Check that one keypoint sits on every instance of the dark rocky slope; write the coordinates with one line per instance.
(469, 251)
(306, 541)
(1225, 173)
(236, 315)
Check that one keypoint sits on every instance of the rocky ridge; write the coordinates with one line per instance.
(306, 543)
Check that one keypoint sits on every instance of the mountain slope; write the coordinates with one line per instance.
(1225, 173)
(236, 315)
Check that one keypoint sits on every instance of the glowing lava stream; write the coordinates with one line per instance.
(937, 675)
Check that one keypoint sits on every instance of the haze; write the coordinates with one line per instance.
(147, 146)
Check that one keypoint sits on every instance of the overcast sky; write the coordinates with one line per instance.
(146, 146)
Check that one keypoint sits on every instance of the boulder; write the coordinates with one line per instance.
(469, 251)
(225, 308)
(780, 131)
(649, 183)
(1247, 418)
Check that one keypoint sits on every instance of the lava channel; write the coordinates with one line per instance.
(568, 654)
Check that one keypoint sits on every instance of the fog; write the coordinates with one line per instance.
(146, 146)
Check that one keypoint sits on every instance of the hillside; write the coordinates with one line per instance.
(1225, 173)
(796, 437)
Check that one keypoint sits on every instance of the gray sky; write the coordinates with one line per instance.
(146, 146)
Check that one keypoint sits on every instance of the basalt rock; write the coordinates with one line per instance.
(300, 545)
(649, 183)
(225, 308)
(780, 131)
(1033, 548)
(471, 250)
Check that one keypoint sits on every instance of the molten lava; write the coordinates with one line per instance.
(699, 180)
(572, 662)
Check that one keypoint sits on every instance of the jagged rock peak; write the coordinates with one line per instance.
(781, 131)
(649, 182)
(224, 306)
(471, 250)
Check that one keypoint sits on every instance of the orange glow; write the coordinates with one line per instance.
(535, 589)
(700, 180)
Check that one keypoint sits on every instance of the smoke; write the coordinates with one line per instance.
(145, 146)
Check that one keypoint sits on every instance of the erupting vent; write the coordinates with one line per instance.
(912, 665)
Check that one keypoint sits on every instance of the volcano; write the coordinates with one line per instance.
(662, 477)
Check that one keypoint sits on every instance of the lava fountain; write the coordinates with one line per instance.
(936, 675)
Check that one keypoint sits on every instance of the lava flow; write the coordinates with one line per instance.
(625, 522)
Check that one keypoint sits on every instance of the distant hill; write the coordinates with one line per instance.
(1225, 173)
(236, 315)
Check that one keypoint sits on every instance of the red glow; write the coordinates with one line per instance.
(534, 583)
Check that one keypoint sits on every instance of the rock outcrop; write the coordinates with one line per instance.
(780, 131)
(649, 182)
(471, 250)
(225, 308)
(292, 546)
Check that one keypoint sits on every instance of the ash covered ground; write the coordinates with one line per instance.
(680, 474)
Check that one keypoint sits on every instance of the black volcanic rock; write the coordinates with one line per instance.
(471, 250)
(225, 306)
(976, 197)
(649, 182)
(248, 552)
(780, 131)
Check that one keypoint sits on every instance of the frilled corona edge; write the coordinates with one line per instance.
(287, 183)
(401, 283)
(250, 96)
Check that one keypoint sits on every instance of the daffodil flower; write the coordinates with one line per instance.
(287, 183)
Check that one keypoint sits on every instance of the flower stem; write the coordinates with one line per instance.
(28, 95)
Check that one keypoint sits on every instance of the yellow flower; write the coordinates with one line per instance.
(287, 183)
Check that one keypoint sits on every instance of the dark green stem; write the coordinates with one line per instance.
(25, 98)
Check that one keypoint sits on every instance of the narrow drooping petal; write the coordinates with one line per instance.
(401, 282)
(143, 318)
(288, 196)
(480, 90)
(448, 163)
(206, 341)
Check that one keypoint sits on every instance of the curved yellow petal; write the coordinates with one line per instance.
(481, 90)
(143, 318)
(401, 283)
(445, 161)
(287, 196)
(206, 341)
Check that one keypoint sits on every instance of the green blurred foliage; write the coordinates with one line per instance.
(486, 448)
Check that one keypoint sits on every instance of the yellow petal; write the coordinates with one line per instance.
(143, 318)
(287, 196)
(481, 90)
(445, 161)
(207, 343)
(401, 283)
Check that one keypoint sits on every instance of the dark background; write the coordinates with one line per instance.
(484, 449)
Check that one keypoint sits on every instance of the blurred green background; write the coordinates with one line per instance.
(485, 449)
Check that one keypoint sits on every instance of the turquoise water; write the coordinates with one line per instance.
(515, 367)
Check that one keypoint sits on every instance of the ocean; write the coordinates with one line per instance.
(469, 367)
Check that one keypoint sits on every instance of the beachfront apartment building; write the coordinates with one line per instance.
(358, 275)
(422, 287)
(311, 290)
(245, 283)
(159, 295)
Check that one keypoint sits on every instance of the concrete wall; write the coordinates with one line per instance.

> [EXERCISE]: What do the records say? Quote them all exactly.

> [EXERCISE RESULT]:
Check that one keypoint sits on every instance of the dark rocky slope; write the coordinates with one line per instance.
(469, 251)
(306, 541)
(1225, 173)
(236, 315)
Check that one keypoint sits on every instance of the rocky ridge; write the coordinates with one line per instance.
(306, 543)
Check that one keypoint sits on every instance of the mountain slope; write the coordinates with one line per instance.
(1225, 173)
(236, 315)
Check that one keypoint sits on every instance of the glowing lava stream; write the coordinates with one line per instance.
(937, 675)
Check that one keypoint sits on every instance of the haze; write the coordinates with one line per instance.
(147, 146)
Check that one keypoint sits on every instance of the overcast sky; write the coordinates with one line per instance.
(146, 146)
Check that one keypoint sits on every instance of the boulder; write the coordinates with one line per instance.
(469, 251)
(225, 308)
(780, 131)
(649, 183)
(1247, 418)
Check that one keypoint sits on every instance of the lava channel; write the coordinates with one line per instance.
(568, 654)
Check that one keypoint sits on every instance of the fog; write the coordinates with one line per instance.
(146, 146)
Check that one keypoint sits on every instance of the hillside; write the coordinates with one line per instance.
(1225, 173)
(796, 437)
Check that one keypoint sits on every instance of the gray sky; write the coordinates with one line per instance.
(146, 146)
Check that one keypoint sits on every instance of the basalt rock; write the coordinates with one line per instance.
(300, 545)
(649, 183)
(225, 308)
(780, 131)
(1033, 548)
(471, 250)
Check that one keypoint sits on every instance of the molten lava; write the coordinates with one line per instance.
(699, 180)
(572, 662)
Check that one keypoint sits on every instance of the jagged rock peak; write the coordinates with one line per instance.
(781, 131)
(649, 182)
(224, 306)
(471, 250)
Check that one keypoint sits on every instance of the orange glow; write the coordinates with one line per instance.
(535, 589)
(700, 180)
Check that one keypoint sits on every instance of the smoke; write the coordinates with one line per instance.
(145, 146)
Check that one keypoint sits on every instance of the erupting vent; write the coordinates with one line per instance.
(912, 665)
Check that one keypoint sits on every instance of the volcano; write the coordinates with one line per instance.
(662, 477)
Check that one keypoint sits on every instance of the lava fountain; write the coordinates with one line per instance.
(936, 675)
Check that one keypoint sits on every instance of the lava flow; write the coordinates with one line per instance.
(625, 522)
Check that one keypoint sits on every instance of the distant hill; write the coordinates with one line per instance.
(1225, 173)
(236, 315)
Check that one keypoint sits on every instance of the red glow; write the coordinates with one line per instance.
(534, 583)
Check that one keypoint sits on every instance of the rock outcrop; write the coordinates with one line per instance.
(780, 131)
(649, 182)
(471, 250)
(225, 308)
(292, 546)
Check that one keypoint sits on every instance of the ash covered ground; write the coordinates with one line per instance.
(680, 474)
Check that one keypoint sits on every instance of the black volcanic rock; write the coordinates with one line per instance.
(471, 250)
(225, 306)
(976, 197)
(649, 182)
(248, 552)
(780, 131)
Check that one keypoint sits on every instance of the frilled corona edge; write the coordinates with one line per instance.
(287, 183)
(401, 283)
(250, 96)
Check that one keypoint sits on every instance of the daffodil flower; write the coordinates with one line per instance.
(287, 183)
Check that one keypoint sits on every instance of the flower stem; write the coordinates with one line per instance.
(28, 95)
Check that one keypoint sits on every instance of the yellow flower; write the coordinates with one line per instance.
(287, 183)
Check that one keypoint sits on every instance of the dark green stem; write the coordinates with one line per instance.
(25, 98)
Check that one keypoint sits on every instance of the narrow drooping petal; write the coordinates with one line per instance.
(401, 282)
(143, 318)
(288, 196)
(480, 90)
(448, 163)
(206, 341)
Check that one keypoint sits on every instance of the curved yellow petal; write the coordinates with one line per instance.
(481, 90)
(143, 318)
(401, 283)
(445, 161)
(287, 196)
(206, 341)
Check that one keypoint sits on every instance of the green blurred foliage; write the coordinates with one line per instance.
(486, 448)
Check that one keypoint sits on every instance of the yellow petal; write the coordinates with one line per instance.
(143, 318)
(287, 196)
(481, 90)
(445, 161)
(207, 343)
(401, 283)
Check that one keypoint sits on every instance of the dark background; write the coordinates with one line per instance.
(484, 449)
Check that one keypoint sits on every instance of the blurred green background; write the coordinates with one line per instance.
(485, 449)
Check that one keypoint sits on every instance of the turquoise water; write the coordinates with one line per instance.
(515, 367)
Check that one keypoint sits on every instance of the ocean; write the coordinates with one line per instance.
(469, 367)
Check that one keypoint sits on every instance of the beachfront apartment building; write the coordinates with one line per instance.
(358, 275)
(422, 287)
(311, 290)
(245, 283)
(159, 295)
Check that one keypoint sits on every instance of the concrete wall; write the coordinates with one line per instance.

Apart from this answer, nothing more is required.